:: Selected extract ::
____________________
I have seen with my own eyes that there is much conflicting information, particularly online, about the effectiveness of masks. To those of you who have researched and concluded masks are not necessary, I would ask what the harm would be in erring on the side of caution? If you’re right, and wearing a mask has little impact in the spread of COVD-19, at worst you’ve committed a harmless fashion faux pas. But what if you’re wrong? What if wearing a mask DOES make a difference, and in your refusal to take precautions you’ve caused irrevocable damage to yourself and others. Are you prepared to live with the consequences of your self-assured foolishness?

I’ve also heard you say that wearing a mask is a political statement. I say that is only true if you allow it to be so. While I wish our leaders at both a local and a federal level were providing a better example, I have lived in Grand County long enough to know that its citizens care greatly about the health and safety of their neighbors, regardless of their beliefs or affiliations. I’ve seen this type of blanket compassion before, again in health care. There were times when anyone coming into contact with certain cancer patients, those whose immune system had been ravaged by radiation therapy, were required to wear face masks. In doing this, the patient was protected from contracting airborne illnesses, because even the most inconsequential cold could prove fatal to them in their weakened state. What is true in the Oncology ward is true with the COVD-19 pandemic. What may be a nuisance sniffle to one person could be a death sentence to another. Your resistance to the disease does not apply to others. Are you willing to put someone in danger, maybe even cost them their very life, to make a political statement?
____________________
:: Task to complete ::
Carry the passage on mask-wearing forward, starting right after its final sentence.
____________________
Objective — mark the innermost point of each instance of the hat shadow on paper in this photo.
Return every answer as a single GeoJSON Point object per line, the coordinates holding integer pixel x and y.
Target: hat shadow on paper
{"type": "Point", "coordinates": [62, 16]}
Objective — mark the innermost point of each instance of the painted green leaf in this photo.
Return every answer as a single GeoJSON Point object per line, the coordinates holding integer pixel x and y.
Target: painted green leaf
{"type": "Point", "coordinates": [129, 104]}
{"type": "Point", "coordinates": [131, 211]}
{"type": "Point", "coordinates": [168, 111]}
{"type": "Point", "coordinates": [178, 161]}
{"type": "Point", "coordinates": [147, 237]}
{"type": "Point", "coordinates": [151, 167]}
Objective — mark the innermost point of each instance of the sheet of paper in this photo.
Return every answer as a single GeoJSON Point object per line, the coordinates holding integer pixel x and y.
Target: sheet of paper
____________________
:: Exercise response ::
I can’t imagine anyone I know in this community answering “yes” to this question. However, if you did say yes, do you mean it? Do you REALLY mean you’d be willing to let someone die over nonsense politics?

In the face of this pandemic, I wear my mask today without hesitation whenever I am in a public place. I do this for a very selfish reason: I do not want any more innocent blood on my hands. This desire transcends comfort and politics. It is a matter of human decency. I would wear a mask for the rest of the decade if doing so would spare the life of just one single person.

Grand County, in these terrible times you have no choice but to join me in one of two scenarios: you will either protect yourself, your family, your friends, and strangers alike by wearing a mask to help prevent the airborne transmission of the deadly COVD-19, or you will lay awake in the dead of night, wondering why you didn’t do the bare minimum to spare another human being a terrible fate. Whichever option you choose, I hope you are prepared to live with it.